Records from a point-labeling set:
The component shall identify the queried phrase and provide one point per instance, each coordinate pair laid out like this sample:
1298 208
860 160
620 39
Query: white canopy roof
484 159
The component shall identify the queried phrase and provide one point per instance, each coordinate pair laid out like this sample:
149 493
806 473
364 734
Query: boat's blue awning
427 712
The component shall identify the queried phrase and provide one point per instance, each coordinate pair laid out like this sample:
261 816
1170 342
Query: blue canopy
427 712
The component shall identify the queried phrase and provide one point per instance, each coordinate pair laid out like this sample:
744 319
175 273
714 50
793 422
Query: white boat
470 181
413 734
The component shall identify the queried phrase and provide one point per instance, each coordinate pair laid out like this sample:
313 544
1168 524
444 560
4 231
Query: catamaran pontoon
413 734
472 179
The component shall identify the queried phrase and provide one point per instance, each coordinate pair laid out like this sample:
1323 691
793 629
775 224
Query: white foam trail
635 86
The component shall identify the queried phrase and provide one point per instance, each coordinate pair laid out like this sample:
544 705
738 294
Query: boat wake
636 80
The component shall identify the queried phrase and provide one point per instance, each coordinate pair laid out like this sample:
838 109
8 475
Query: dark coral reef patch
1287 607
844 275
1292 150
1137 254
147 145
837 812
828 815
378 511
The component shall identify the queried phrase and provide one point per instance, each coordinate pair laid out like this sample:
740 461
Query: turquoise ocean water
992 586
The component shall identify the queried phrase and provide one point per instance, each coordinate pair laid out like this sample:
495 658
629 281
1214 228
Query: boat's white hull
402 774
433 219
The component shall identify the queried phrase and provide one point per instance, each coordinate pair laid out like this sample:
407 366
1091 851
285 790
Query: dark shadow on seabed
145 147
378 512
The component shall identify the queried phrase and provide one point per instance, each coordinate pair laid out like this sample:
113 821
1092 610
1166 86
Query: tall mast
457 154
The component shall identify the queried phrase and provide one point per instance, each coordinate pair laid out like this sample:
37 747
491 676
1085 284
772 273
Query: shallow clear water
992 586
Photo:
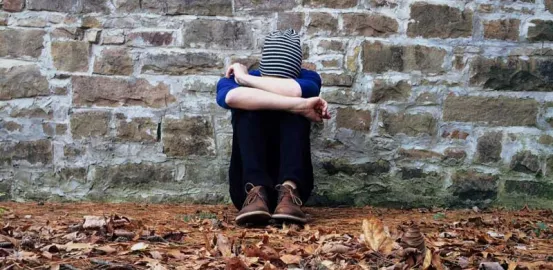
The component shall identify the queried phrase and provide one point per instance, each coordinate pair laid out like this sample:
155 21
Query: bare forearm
247 98
283 87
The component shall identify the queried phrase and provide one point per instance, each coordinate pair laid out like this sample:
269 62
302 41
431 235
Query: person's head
282 55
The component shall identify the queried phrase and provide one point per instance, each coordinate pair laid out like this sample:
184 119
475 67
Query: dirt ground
145 236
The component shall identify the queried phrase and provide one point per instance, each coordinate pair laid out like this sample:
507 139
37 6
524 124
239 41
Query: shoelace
252 194
288 191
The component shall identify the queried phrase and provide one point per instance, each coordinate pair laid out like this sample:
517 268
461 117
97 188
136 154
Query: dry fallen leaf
376 237
290 259
139 247
223 245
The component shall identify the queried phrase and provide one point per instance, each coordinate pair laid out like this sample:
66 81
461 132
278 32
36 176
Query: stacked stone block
434 102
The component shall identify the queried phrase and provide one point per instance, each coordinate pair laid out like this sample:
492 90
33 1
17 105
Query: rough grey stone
439 21
182 63
525 162
189 7
500 111
22 82
70 55
409 124
188 137
513 74
370 25
379 58
114 61
103 91
213 34
20 43
489 147
542 31
353 119
89 124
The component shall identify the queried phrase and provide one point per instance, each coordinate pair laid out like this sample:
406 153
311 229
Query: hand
239 71
314 109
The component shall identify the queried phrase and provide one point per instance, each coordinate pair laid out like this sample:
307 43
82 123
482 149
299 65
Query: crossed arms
241 90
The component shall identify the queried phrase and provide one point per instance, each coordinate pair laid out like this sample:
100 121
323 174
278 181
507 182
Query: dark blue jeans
268 148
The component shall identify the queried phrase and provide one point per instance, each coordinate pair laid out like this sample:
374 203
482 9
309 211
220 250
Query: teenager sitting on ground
270 167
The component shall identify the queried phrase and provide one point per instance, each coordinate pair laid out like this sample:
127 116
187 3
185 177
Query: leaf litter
143 236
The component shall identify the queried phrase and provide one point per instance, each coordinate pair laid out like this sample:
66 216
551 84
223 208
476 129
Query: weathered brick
113 37
214 34
419 154
532 188
370 25
525 162
182 63
33 152
474 186
89 124
322 23
189 136
21 43
292 20
146 39
10 126
331 3
333 79
13 5
133 175
495 111
70 55
502 29
489 146
127 6
439 21
409 124
338 165
103 91
383 91
259 6
189 7
513 73
33 112
353 119
541 31
114 61
342 96
140 129
69 6
379 58
22 82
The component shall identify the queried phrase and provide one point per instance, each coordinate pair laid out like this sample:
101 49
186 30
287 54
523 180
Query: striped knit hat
281 56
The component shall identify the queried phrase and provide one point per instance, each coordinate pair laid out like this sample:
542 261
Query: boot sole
255 217
285 217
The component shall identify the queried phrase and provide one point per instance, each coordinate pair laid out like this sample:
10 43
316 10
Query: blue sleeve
310 83
223 87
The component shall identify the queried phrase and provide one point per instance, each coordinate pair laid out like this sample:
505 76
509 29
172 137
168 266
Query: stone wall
435 102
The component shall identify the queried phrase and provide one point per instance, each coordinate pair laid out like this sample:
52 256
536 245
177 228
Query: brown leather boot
255 208
289 205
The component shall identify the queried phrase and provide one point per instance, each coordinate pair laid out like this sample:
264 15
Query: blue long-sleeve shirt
309 81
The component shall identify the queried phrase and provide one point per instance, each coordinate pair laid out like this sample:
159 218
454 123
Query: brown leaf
223 245
176 254
375 236
235 263
107 249
335 248
94 222
413 238
156 255
290 259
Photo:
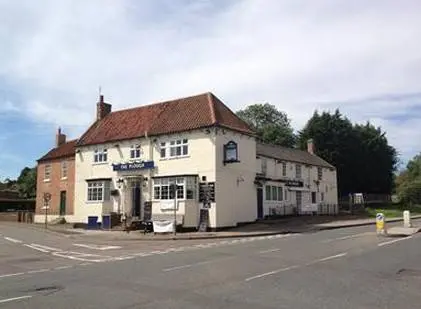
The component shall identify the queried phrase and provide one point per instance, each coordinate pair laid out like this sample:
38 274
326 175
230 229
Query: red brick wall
55 185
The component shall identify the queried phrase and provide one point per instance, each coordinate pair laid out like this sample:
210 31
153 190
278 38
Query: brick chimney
60 138
310 146
102 108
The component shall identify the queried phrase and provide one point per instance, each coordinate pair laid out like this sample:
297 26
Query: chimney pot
310 146
102 108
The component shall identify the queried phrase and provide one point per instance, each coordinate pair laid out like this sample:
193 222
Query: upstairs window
319 173
174 148
98 191
47 172
100 155
135 151
284 169
297 171
186 188
64 169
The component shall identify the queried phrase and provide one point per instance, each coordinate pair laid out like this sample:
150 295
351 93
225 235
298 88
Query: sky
363 57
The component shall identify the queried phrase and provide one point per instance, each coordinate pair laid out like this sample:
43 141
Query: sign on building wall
133 166
230 152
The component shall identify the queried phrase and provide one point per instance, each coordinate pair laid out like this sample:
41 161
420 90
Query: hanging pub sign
294 183
132 166
230 152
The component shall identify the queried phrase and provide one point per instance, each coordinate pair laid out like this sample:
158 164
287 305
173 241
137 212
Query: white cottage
192 157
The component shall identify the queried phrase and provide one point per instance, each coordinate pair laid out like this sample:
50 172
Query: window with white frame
284 169
47 172
297 170
100 155
175 148
186 188
319 173
135 151
64 169
98 191
274 193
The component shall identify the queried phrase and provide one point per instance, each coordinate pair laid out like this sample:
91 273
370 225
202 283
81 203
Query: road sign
380 223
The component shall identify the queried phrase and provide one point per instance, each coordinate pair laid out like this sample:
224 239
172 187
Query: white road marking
271 273
17 241
38 271
36 248
194 264
328 258
347 237
63 267
270 250
393 241
14 298
11 275
97 247
46 247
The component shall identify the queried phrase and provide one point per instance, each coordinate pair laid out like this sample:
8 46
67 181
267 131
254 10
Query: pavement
285 225
334 269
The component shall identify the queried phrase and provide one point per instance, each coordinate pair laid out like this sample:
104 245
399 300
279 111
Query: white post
407 219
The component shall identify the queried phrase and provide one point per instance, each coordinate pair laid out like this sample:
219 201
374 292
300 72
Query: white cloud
298 55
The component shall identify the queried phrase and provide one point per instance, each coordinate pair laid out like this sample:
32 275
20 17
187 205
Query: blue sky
361 56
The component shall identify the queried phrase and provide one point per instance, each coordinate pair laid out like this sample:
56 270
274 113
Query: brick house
56 176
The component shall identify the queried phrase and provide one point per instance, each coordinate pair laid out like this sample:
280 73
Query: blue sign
133 166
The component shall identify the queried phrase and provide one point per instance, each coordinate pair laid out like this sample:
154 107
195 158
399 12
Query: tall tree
27 182
271 125
408 183
364 160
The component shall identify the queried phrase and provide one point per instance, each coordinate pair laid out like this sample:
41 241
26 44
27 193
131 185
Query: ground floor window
98 191
274 193
166 188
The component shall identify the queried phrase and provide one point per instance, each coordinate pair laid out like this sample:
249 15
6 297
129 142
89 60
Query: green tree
26 182
271 125
364 160
408 183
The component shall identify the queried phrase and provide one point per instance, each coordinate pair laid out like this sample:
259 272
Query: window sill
174 158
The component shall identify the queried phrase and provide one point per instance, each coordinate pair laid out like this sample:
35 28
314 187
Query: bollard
407 219
380 224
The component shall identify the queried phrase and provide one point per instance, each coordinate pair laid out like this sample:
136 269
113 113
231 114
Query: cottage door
259 203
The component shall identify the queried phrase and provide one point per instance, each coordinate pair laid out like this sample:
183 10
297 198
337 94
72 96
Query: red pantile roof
66 150
199 111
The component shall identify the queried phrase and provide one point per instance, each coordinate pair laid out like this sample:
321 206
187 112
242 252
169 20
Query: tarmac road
343 268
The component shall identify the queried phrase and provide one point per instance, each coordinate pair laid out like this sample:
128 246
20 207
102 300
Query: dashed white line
331 257
36 248
270 250
38 271
63 267
393 241
46 247
17 241
11 275
272 272
14 298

YOUR OBJECTIVE>
Taking letter case into account, count the lines of the data above that contain the word "brown" and state only the resulting number.

SOLUTION FOR THIS TASK>
2